____ Page text
Jennie Ridyard.

By Jennie Ridyard

Writer


Say no to the vaccine, if you want, but make peace with staying outside, if you do

Refusing a vaccine is your right, just as choosing to smoke is. In both cases, remember that your choices don't override others' right to health.


Paris-London-Dublin-Sydney – it’s like the cosmetic bottle route of protests, and all because of vaccines, because of lockdowns, because of efforts, however clumsy or inept, to keep people safe.

The main issue this week seems to be the “green pass”: the electronic document granting access to a restaurant or gallery or gig – or another country – proving that you’ve either been vaccinated, tested negative, or recently recovered from Covid, and therefore won’t make other people sick.

Like getting a yellow fever jab before visiting Ethiopia. Like having a driving licence before getting behind the wheel.

However, protesters claim this is a Bad Thing, an infringement on civil liberties, an attack on their entitlements; that this
is the creation of a two-tier society, with the haves in restaurants waving their napkins drolly at the have-nots outside with their faces pressed to the glass, drooling over steaks they’ll never eat.

As if they didn’t have a choice.

They do though. They can be vaccinated; they can be tested. But no, instead they claim victimhood, their human rights
trampled.

Ironic, that. The closest analogy I can think of is smoking. Back in the day, other people at a restaurant chain-smoked
throughout your main course; wannabe cool dudes plumed smoke in your face in a night club; parents fired up the cancer sticks in one hand with baby in the other; office staff sat in a fug of fagend all day long.

You invariably came home steeped in the stuff, your pillowcase stale with it come morning. Meanwhile, the dangers of second-hand inhalation, the disease, allergies, asthma and pollution, not to mention the stink and the eye-sting – things you didn’t have a say in at all – were secondary to the comfort of the smoker.

The person calling the shots was the person engaging in the risky, toxic behaviour.

Until at last we said no, enough: you don’t get to puff your smoke in my face, my lungs, my life.

Sure, do what you want, just take it outside.

And now? Well, you don’t get to cough your coronavirus at staff, at customers, at those who acknowledge our collective responsibility towards each other during a global pandemic.

Sure, do what you want, just keep it outside.
________
• Task item A
In the column on vaccine refusal, what does the "green pass" show about the person who holds it?
• Task item B
Duplicate the column on vaccine refusal word for word, from "Sure, do what you want, just take" to "a global pandemic.".
____ Provided records
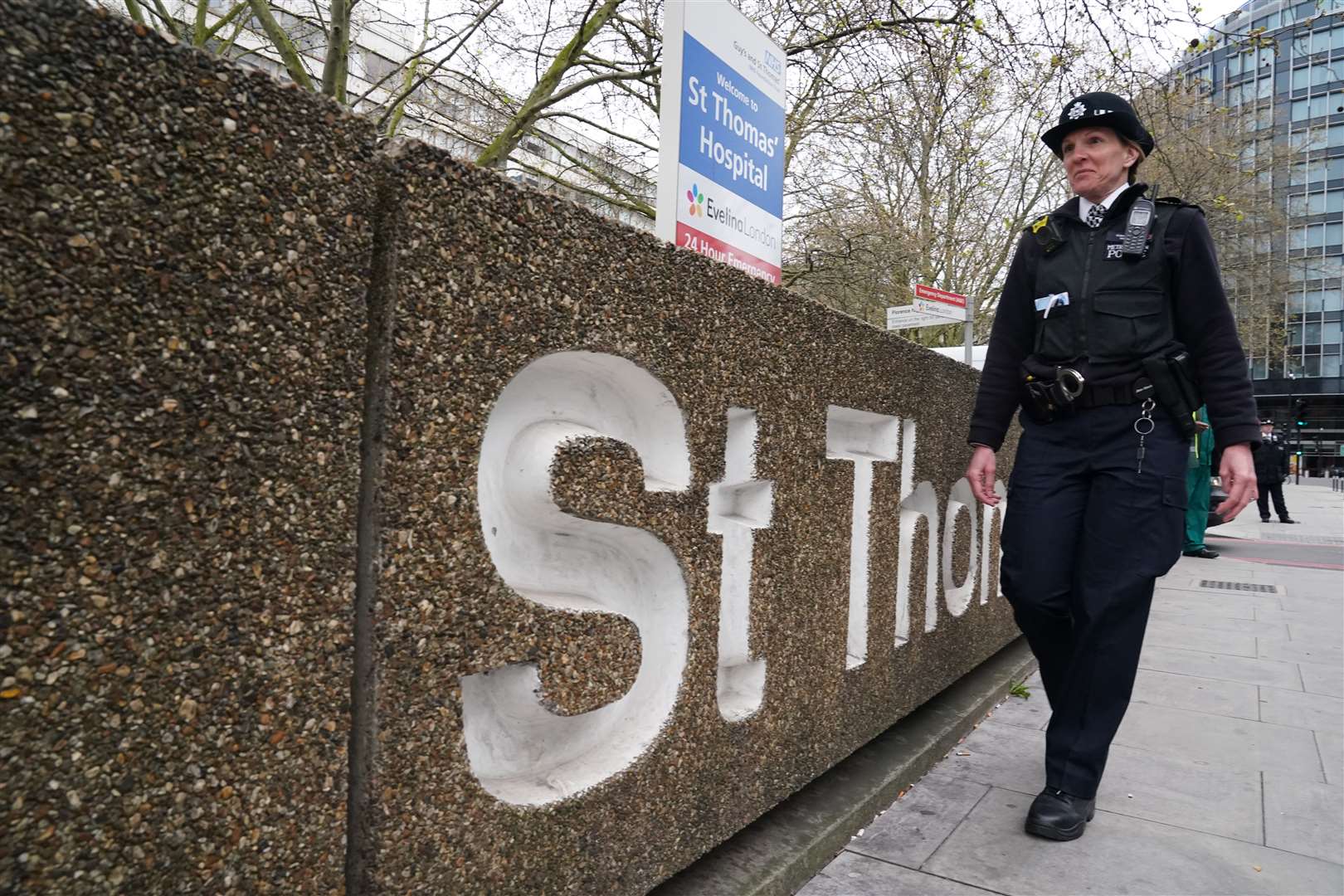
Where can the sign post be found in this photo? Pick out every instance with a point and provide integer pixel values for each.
(908, 317)
(721, 151)
(951, 306)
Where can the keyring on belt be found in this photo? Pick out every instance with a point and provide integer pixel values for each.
(1146, 416)
(1070, 381)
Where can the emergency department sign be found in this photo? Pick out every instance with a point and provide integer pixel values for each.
(721, 160)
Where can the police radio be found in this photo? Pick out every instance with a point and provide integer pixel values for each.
(1137, 227)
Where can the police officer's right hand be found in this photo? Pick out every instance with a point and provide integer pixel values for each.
(980, 473)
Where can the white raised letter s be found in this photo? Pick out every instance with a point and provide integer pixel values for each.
(520, 751)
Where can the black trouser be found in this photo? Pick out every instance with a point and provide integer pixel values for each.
(1266, 489)
(1085, 536)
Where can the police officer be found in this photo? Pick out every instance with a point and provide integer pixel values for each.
(1270, 461)
(1110, 299)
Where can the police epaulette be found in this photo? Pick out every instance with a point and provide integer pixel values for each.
(1046, 232)
(1177, 201)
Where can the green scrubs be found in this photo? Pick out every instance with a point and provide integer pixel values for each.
(1196, 485)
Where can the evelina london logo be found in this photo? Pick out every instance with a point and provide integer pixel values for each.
(696, 201)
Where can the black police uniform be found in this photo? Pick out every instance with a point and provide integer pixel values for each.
(1089, 524)
(1270, 470)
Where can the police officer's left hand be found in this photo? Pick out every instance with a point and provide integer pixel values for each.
(1238, 476)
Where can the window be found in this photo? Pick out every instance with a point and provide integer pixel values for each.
(1304, 140)
(1308, 236)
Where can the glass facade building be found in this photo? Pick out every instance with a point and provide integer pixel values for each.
(1280, 66)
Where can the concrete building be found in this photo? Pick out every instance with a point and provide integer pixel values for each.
(1288, 82)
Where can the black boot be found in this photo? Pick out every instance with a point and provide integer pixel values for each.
(1058, 816)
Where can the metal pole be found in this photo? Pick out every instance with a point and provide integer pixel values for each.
(969, 331)
(1292, 419)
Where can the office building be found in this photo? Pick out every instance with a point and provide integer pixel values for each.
(1280, 66)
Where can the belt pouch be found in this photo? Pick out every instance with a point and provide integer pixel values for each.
(1170, 392)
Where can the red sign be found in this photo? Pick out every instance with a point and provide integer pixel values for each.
(940, 296)
(700, 242)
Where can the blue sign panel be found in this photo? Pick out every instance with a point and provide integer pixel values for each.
(730, 130)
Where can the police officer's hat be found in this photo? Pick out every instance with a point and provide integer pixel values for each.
(1098, 110)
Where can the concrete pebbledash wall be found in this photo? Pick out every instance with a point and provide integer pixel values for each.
(617, 546)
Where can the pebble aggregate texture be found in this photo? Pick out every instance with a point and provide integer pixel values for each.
(192, 260)
(489, 278)
(183, 265)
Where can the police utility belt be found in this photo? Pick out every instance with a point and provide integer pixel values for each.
(1166, 379)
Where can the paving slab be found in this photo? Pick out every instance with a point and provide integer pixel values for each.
(1164, 789)
(1300, 652)
(1301, 709)
(1316, 631)
(918, 822)
(1312, 603)
(1331, 747)
(1118, 855)
(1313, 618)
(1220, 742)
(1188, 602)
(1025, 712)
(851, 874)
(1230, 603)
(1216, 665)
(1220, 624)
(1214, 696)
(1322, 679)
(1304, 817)
(1164, 635)
(1315, 635)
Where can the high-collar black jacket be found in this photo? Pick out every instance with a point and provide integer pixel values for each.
(1120, 310)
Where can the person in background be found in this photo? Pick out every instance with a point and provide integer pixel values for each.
(1113, 309)
(1198, 488)
(1270, 473)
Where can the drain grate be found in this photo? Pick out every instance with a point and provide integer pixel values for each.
(1239, 586)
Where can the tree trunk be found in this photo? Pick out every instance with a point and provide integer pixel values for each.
(537, 101)
(336, 69)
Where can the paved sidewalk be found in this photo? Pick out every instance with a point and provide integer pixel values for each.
(1226, 776)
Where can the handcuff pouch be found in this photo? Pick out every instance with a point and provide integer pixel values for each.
(1175, 388)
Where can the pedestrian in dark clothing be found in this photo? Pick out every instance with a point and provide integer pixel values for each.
(1270, 473)
(1113, 303)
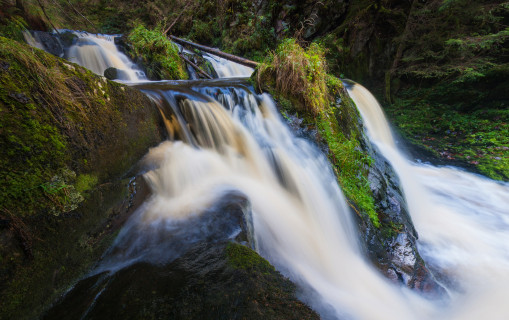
________
• Exercise result A
It shows that the person has been vaccinated, has tested negative, or has recently recovered from Covid.

• Exercise result B
Sure, do what you want, just take it outside.

And now? Well, you don’t get to cough your coronavirus at staff, at customers, at those who acknowledge our collective responsibility towards each other during a global pandemic.